What needs to be done: Copy nothing before the line containing "Can you find the building". Reproduce that line and all that follow, exactly, through the end of the records.

Entries supplied:
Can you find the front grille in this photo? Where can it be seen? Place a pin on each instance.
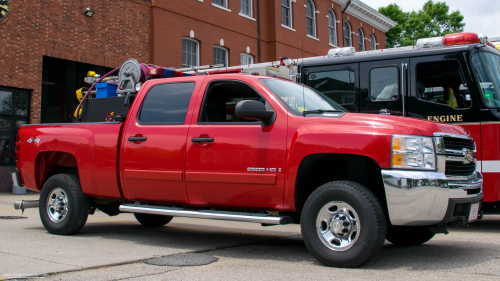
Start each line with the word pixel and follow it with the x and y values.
pixel 455 168
pixel 458 144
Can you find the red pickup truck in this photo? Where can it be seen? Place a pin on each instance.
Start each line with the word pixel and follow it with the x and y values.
pixel 255 149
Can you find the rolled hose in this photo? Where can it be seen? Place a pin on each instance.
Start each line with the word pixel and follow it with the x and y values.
pixel 144 74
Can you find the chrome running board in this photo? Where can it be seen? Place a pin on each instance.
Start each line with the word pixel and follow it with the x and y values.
pixel 206 214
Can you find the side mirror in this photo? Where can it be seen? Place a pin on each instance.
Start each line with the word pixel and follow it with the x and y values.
pixel 255 110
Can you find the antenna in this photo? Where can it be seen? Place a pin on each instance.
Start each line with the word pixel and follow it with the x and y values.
pixel 302 81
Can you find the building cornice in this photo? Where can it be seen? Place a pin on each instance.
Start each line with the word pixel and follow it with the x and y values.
pixel 367 14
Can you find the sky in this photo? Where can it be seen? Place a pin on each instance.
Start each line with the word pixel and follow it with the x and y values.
pixel 480 16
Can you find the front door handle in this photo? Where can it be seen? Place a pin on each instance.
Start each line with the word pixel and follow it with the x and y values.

Answer to the problem:
Can you find the building cornice in this photo? Where can it be seen? Place a pin on each instance.
Start each line with the word pixel and follow it with the x and y values.
pixel 367 14
Can you find the sky in this photo? Where can it be seen? Place a pin on each instance.
Start each line with the word pixel and follow it with the x and y values.
pixel 480 16
Can you find the front door handle in this photo? Where can it be seen? Place a pin on each instance.
Start each line with the word pixel and follow it with the x and y values.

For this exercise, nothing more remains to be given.